Aim of the exercise ▸ From the line containing "Find the terracotta" down to the final line of the entries below, restate each line word for word and add nothing.

Data excerpts below:

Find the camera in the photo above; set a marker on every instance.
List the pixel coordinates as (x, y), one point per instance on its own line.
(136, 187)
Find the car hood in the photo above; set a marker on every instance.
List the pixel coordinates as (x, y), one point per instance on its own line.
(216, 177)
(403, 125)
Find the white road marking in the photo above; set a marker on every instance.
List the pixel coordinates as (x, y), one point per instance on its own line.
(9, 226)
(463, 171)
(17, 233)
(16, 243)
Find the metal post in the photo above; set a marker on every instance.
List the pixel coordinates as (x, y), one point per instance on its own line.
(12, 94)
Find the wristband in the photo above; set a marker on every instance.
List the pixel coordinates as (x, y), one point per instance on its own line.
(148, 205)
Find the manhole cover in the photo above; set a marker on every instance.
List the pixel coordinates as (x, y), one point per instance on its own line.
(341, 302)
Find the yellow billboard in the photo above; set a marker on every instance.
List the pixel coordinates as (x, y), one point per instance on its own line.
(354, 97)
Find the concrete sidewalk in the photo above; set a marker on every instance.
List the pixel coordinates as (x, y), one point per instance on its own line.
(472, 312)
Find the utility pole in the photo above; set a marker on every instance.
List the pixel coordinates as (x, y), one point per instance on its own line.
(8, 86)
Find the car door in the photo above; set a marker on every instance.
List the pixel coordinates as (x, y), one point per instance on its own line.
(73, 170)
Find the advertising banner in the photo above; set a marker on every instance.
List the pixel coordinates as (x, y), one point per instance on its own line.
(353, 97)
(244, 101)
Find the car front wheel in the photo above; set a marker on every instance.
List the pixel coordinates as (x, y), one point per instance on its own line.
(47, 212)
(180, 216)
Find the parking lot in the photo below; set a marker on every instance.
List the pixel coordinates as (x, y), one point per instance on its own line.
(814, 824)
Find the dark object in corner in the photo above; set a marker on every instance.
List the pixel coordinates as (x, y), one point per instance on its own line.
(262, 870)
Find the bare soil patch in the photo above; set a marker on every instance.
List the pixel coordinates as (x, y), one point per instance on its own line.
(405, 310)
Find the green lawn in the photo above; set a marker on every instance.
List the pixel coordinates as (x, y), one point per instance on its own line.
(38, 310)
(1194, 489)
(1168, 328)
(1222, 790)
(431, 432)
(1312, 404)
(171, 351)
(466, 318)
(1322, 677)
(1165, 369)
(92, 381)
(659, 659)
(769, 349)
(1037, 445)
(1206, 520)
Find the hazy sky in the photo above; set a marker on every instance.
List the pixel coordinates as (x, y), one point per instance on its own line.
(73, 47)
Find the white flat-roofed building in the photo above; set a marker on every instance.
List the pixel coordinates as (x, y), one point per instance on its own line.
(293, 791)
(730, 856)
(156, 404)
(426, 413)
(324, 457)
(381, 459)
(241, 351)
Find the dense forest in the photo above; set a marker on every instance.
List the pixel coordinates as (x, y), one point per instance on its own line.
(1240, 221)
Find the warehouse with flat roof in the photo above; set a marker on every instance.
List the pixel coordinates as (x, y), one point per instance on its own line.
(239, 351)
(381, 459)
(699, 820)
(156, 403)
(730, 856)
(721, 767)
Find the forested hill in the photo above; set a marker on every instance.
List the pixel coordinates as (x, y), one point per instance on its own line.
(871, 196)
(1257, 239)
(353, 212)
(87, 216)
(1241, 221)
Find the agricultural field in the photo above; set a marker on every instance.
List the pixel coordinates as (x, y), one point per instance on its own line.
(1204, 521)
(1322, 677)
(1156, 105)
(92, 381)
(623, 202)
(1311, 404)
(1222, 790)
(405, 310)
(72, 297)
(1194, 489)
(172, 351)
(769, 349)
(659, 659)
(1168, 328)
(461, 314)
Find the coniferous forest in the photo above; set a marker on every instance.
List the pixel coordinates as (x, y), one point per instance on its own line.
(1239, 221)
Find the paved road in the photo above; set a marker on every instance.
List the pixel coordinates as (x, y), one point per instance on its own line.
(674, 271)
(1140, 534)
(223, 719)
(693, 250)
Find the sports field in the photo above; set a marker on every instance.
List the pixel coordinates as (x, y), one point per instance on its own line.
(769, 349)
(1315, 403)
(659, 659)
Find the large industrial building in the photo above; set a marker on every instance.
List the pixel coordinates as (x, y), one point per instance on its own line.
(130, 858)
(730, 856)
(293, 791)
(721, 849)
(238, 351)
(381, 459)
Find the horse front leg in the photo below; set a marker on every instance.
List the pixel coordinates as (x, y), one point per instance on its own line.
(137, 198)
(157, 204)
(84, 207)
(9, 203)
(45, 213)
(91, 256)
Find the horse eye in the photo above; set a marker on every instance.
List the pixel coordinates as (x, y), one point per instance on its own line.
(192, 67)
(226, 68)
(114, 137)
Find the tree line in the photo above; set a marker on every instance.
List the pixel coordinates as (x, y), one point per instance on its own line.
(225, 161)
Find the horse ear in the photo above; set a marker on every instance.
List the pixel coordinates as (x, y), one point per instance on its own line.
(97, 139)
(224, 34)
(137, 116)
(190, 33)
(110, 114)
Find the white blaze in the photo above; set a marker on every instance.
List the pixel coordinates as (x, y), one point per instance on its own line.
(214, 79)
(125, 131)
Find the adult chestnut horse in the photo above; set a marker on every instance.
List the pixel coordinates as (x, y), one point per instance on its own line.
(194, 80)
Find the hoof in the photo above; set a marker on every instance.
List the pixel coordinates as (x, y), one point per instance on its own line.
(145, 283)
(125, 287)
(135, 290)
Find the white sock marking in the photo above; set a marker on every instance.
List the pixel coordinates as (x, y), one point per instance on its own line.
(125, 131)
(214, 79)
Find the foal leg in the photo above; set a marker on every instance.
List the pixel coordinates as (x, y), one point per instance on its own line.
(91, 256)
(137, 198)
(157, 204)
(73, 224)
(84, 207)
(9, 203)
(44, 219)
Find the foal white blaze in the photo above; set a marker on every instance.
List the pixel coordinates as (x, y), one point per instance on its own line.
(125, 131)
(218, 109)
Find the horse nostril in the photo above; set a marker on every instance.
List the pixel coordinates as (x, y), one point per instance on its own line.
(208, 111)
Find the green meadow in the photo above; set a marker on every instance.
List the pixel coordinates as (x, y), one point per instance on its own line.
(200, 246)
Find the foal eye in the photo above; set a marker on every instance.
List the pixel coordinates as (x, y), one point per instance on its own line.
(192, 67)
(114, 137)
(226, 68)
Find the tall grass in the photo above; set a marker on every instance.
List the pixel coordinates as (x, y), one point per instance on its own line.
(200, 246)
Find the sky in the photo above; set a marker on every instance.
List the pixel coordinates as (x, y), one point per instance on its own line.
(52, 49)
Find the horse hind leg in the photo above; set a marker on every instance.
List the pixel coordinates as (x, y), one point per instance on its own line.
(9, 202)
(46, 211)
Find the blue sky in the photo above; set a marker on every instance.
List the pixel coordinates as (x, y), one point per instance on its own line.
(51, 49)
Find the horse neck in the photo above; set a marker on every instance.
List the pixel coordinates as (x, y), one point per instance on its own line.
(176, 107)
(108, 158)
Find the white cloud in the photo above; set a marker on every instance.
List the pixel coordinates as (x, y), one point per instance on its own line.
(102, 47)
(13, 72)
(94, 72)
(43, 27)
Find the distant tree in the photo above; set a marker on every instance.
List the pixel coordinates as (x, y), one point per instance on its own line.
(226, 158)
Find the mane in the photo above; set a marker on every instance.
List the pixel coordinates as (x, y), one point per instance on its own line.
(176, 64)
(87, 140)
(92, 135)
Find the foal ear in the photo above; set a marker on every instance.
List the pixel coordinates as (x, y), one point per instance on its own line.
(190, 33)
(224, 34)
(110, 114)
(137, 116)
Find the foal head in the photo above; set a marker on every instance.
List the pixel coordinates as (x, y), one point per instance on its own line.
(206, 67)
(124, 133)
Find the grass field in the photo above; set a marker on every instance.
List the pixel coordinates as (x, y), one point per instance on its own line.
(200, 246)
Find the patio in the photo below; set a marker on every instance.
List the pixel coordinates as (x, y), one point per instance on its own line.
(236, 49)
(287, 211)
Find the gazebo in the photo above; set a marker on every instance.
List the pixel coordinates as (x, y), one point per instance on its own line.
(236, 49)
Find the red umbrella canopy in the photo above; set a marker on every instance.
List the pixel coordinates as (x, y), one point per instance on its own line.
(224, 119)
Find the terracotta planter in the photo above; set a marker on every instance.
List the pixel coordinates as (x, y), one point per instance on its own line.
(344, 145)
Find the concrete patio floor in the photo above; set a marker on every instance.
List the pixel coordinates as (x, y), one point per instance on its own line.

End of Data excerpts.

Task output ▸
Find the terracotta planter in the photo above; set a marker on every instance.
List the pixel coordinates as (x, y), one point per instance on its own line.
(344, 145)
Find the concrete patio floor in the photo above; set a marker on every instance.
List the pixel coordinates as (x, y), one point per instance on its own line.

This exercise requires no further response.